Excerpts from a detection dataset:
- - - -

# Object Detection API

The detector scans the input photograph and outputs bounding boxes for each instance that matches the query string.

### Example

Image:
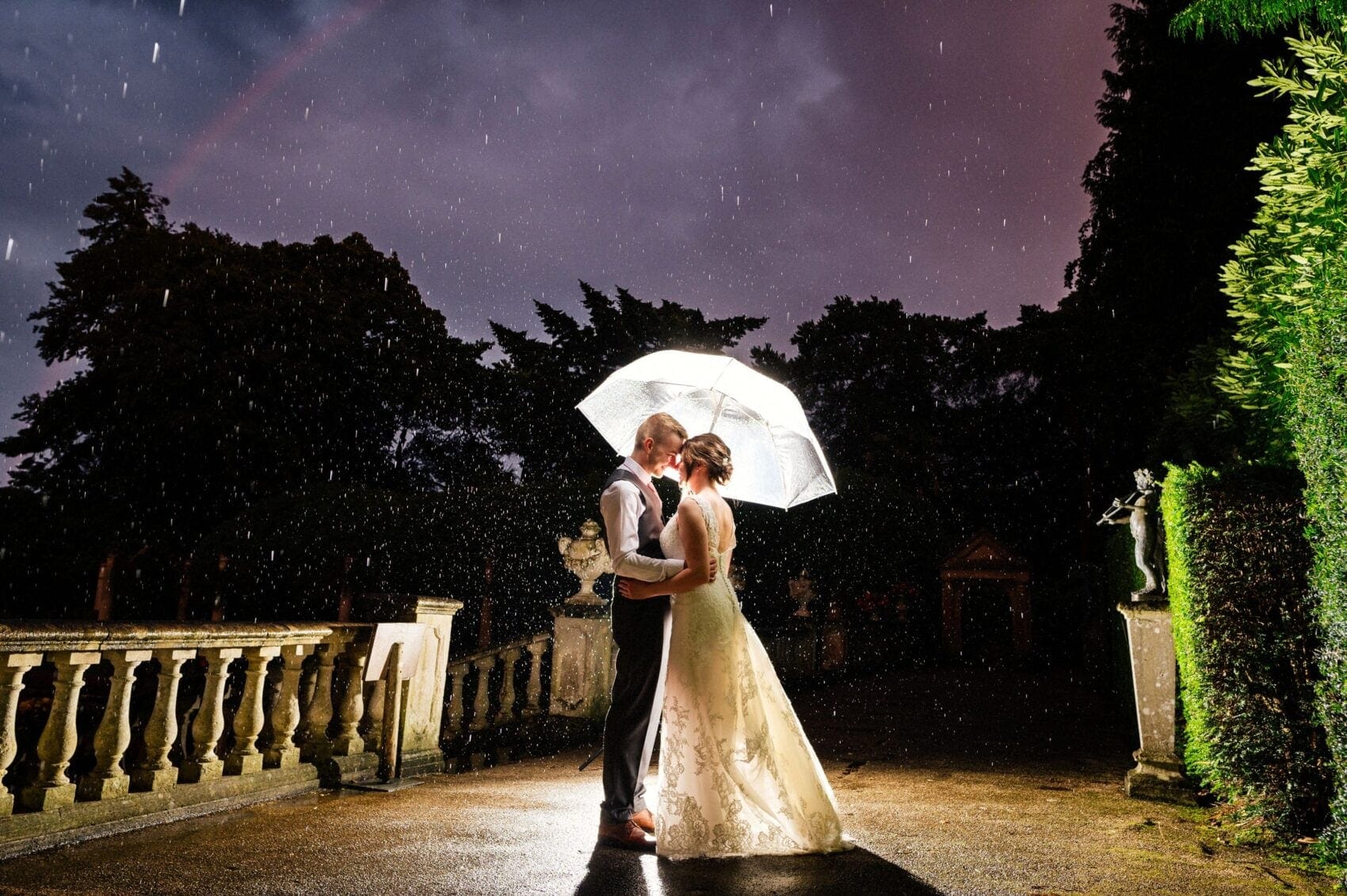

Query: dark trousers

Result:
[604,596,671,822]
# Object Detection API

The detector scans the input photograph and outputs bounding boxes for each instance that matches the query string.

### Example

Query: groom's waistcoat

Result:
[604,466,664,559]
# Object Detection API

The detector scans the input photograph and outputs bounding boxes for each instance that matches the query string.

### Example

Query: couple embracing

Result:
[598,414,850,858]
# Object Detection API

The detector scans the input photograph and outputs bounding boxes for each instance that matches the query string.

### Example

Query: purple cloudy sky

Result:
[0,0,1112,474]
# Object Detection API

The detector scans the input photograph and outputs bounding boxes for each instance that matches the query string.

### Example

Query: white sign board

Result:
[365,623,425,682]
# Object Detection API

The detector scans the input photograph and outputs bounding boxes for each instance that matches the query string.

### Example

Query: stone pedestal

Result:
[550,602,613,723]
[1118,598,1193,803]
[361,594,464,776]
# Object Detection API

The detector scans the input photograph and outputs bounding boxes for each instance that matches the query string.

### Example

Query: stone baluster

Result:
[177,646,244,784]
[75,650,152,800]
[471,654,496,732]
[225,644,280,775]
[265,644,310,768]
[131,646,197,791]
[523,637,547,715]
[500,646,524,723]
[358,679,388,753]
[445,663,467,736]
[19,650,98,811]
[333,642,369,756]
[299,642,338,763]
[0,654,42,815]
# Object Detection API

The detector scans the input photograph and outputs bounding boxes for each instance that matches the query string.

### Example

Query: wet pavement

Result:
[0,669,1332,896]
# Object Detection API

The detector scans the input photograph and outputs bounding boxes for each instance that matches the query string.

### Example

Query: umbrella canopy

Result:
[577,350,837,506]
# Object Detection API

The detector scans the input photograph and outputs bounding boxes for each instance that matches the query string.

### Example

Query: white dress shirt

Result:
[598,458,683,582]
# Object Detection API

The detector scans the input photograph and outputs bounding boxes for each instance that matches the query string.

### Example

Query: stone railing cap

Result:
[0,620,333,654]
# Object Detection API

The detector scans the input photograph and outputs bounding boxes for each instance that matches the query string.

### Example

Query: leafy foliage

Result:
[1161,463,1332,835]
[1201,25,1347,857]
[1051,0,1285,474]
[1173,0,1347,38]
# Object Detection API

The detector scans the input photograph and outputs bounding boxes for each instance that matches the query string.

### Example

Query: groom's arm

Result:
[598,482,683,582]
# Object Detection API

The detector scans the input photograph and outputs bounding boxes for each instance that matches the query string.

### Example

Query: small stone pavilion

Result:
[941,529,1032,658]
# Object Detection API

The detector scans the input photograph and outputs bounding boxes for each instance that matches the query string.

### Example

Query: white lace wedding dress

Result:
[656,494,851,858]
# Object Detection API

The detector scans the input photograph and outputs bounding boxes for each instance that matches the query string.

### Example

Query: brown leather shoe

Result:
[632,808,654,834]
[598,819,654,853]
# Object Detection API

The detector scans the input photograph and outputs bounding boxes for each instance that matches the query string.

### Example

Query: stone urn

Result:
[789,570,818,619]
[556,520,613,605]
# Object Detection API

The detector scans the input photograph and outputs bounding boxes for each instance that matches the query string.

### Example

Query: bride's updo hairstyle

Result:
[683,433,735,485]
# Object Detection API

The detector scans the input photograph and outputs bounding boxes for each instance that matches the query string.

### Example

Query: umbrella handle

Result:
[706,392,725,433]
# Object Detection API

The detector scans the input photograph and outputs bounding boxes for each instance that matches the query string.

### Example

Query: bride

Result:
[620,433,851,858]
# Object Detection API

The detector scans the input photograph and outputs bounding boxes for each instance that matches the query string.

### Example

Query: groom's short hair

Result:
[635,412,687,448]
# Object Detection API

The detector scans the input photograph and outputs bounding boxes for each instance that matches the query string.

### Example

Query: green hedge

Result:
[1289,284,1347,861]
[1161,463,1332,835]
[1216,21,1347,861]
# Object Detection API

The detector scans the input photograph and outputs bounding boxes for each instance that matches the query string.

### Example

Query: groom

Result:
[598,414,715,850]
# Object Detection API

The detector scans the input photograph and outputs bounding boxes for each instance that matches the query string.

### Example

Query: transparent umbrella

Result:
[577,350,837,508]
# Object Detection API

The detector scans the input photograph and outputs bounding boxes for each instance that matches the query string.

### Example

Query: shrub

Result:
[1161,463,1332,835]
[1216,21,1347,858]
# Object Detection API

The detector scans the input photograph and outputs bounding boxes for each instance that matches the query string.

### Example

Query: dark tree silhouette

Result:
[0,170,498,615]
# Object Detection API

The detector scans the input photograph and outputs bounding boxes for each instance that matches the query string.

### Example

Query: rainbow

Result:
[163,0,388,200]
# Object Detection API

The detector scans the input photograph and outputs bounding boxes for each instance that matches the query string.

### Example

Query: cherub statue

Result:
[1098,471,1166,600]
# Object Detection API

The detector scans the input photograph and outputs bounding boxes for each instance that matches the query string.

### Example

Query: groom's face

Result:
[648,434,683,475]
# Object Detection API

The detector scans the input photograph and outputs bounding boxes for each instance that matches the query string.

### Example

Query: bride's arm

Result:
[618,501,712,601]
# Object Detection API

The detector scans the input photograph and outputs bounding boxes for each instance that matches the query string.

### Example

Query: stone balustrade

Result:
[442,632,552,742]
[0,621,379,857]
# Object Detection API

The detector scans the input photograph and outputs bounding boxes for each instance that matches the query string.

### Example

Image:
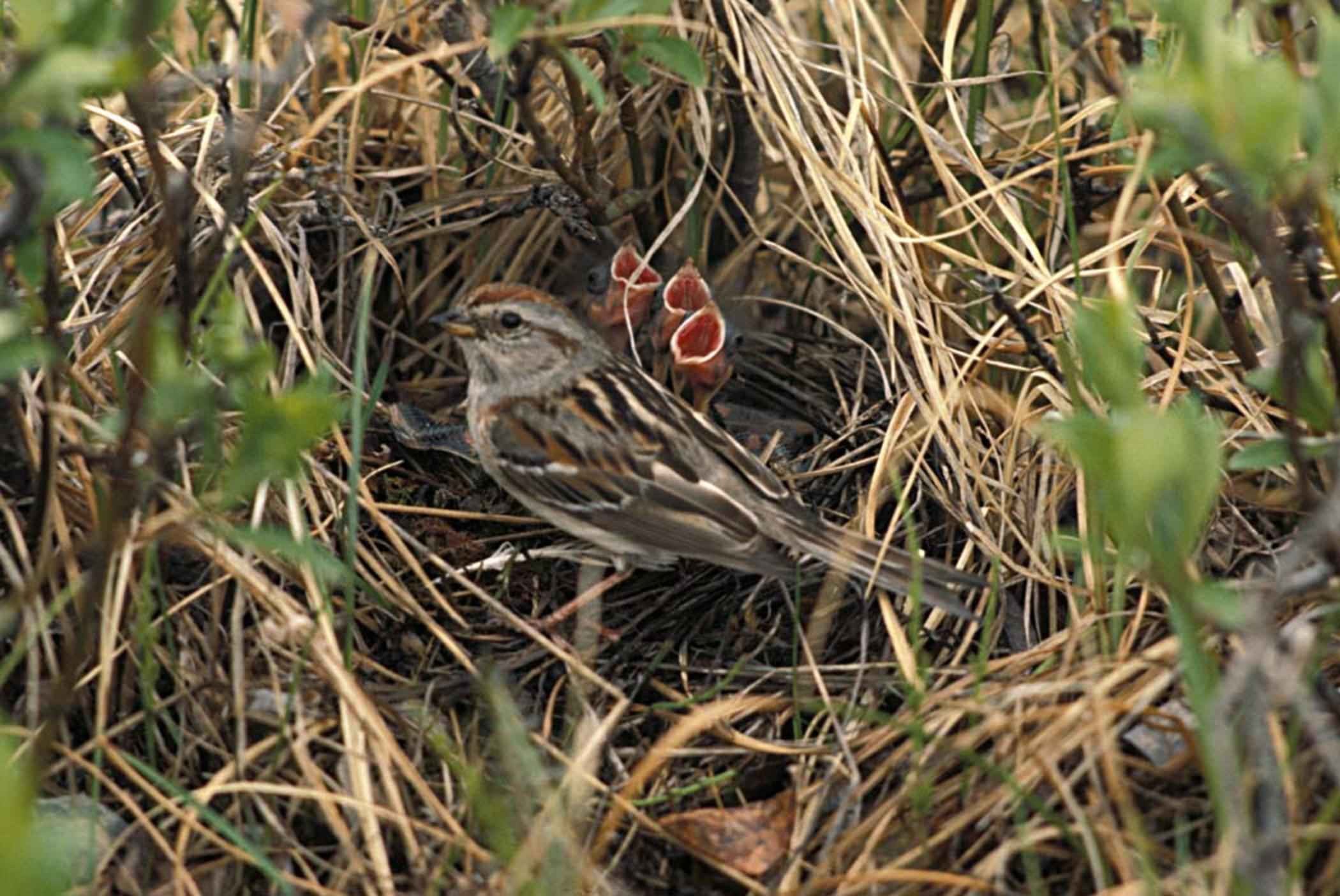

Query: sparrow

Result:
[442,283,985,619]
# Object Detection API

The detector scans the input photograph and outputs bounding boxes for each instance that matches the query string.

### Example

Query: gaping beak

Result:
[428,311,480,339]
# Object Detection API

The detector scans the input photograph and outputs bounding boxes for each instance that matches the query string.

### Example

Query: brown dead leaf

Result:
[660,790,796,877]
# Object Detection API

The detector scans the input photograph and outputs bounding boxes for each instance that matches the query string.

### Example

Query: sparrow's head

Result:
[434,283,607,385]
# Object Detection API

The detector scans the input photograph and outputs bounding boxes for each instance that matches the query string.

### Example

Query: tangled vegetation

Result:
[0,0,1340,896]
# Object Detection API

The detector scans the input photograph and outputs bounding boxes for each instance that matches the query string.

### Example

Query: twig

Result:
[978,277,1066,383]
[512,45,608,227]
[79,122,145,206]
[1159,184,1260,370]
[442,0,512,122]
[330,13,458,87]
[1139,315,1242,414]
[708,0,772,262]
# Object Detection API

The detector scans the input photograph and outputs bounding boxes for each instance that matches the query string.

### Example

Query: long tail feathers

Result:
[781,519,988,620]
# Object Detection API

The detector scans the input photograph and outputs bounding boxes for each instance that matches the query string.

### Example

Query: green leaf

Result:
[0,126,95,216]
[489,3,535,62]
[1075,300,1144,408]
[224,379,345,500]
[638,38,708,87]
[0,736,66,896]
[559,50,604,111]
[221,526,354,583]
[4,47,121,123]
[623,59,651,87]
[1191,581,1246,628]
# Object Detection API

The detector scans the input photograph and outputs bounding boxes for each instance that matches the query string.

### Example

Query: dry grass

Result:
[8,0,1340,893]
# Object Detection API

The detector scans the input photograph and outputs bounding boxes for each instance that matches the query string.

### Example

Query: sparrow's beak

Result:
[428,311,479,339]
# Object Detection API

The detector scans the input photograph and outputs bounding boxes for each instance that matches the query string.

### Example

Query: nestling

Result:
[443,284,985,619]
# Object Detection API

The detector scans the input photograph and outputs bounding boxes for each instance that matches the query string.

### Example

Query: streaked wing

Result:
[489,359,787,562]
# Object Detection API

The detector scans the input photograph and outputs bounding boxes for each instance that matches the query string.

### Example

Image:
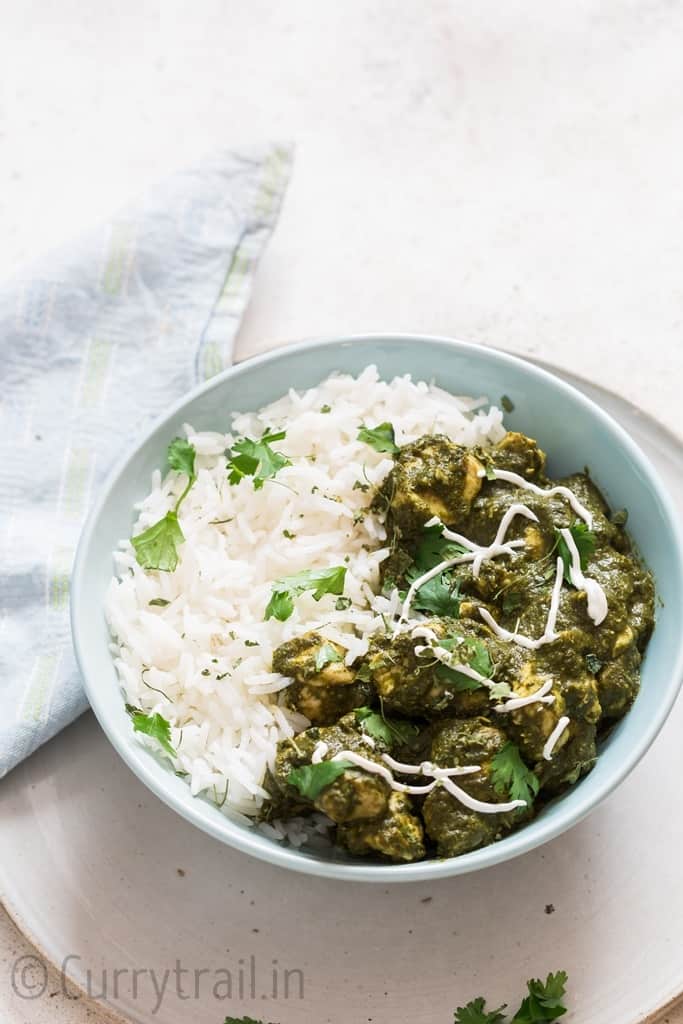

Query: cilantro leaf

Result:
[436,633,494,693]
[490,742,541,807]
[405,522,465,618]
[227,430,292,490]
[131,511,185,572]
[436,665,483,693]
[405,566,460,618]
[354,708,419,746]
[131,437,197,573]
[287,761,353,800]
[263,565,346,623]
[126,705,176,758]
[511,971,567,1024]
[357,423,400,455]
[555,519,595,583]
[315,643,343,672]
[488,682,512,700]
[586,652,602,676]
[455,996,505,1024]
[414,522,466,573]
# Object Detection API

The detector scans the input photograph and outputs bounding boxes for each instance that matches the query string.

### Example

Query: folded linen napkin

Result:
[0,145,291,778]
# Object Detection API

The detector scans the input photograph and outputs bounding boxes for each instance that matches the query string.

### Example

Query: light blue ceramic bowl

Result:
[72,336,683,884]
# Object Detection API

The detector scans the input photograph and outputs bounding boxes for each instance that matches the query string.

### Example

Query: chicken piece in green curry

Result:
[264,432,654,862]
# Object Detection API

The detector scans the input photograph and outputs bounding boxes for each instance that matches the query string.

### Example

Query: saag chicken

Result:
[264,424,654,862]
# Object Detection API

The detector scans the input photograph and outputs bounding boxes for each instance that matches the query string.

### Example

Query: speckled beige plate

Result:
[0,368,683,1024]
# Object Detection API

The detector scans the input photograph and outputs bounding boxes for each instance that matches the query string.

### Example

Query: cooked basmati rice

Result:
[106,367,505,831]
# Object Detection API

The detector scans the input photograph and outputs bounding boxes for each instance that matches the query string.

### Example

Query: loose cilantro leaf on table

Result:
[511,971,567,1024]
[315,643,343,672]
[227,430,292,490]
[455,996,505,1024]
[263,565,346,623]
[131,437,197,572]
[126,705,176,758]
[490,742,541,807]
[357,423,400,455]
[354,708,419,746]
[555,520,595,583]
[287,761,353,800]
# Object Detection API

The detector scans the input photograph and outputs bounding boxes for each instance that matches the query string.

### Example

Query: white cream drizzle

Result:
[494,679,555,715]
[415,641,494,686]
[560,529,607,626]
[479,468,593,529]
[543,715,569,761]
[332,751,526,814]
[393,505,539,635]
[479,557,564,650]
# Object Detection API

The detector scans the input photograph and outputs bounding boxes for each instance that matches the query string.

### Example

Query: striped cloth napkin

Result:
[0,145,291,777]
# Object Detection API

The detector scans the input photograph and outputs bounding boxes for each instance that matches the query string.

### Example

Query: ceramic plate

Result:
[0,362,683,1024]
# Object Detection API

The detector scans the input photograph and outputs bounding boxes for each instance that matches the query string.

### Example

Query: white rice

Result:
[106,367,505,845]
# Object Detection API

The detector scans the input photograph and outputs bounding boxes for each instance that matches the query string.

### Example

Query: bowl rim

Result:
[70,332,683,884]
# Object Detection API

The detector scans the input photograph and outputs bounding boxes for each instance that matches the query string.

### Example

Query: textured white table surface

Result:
[0,0,683,1024]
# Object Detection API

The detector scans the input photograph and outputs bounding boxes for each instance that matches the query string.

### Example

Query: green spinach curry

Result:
[264,432,654,862]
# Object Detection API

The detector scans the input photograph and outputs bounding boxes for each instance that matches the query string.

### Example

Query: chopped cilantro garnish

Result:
[227,430,292,490]
[287,761,353,800]
[263,565,346,623]
[490,742,541,807]
[555,520,595,583]
[126,705,176,758]
[357,423,400,455]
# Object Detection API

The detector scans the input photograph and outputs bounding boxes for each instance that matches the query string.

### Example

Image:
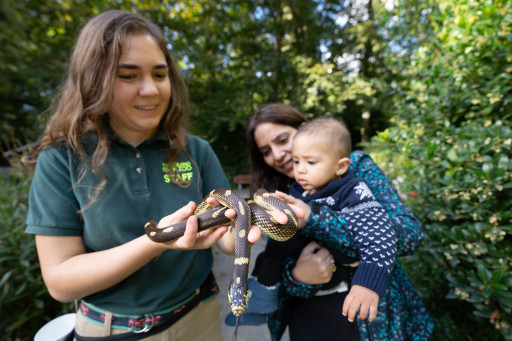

- - - -

WHAT THIS TASK INVOLVES: Reproduce the records starting at the very beginning and ending at the line that contains "[598,414,850,858]", swapping "photograph" for "picture" everywhere it appears and leaving everything else unchanged. Leave the pictures out of your answer.

THE REPLY:
# Object Detection API

The detector scans the input picture and outputs bounding boxes for each instance that matches the query string.

### Example

Image:

Query: dark trousers

Result:
[604,596,671,822]
# Object Detection API

The detector scans the input picture and outputs bounding boxes for each instance that matches the query string.

### Example

Query: groom's waistcoat

Result:
[604,466,664,559]
# Object Detection API

The detector scans the input picture and outputs bounding boxes for each instance that matches the query string.

### Example

Query: couple embracing

Result:
[598,414,850,858]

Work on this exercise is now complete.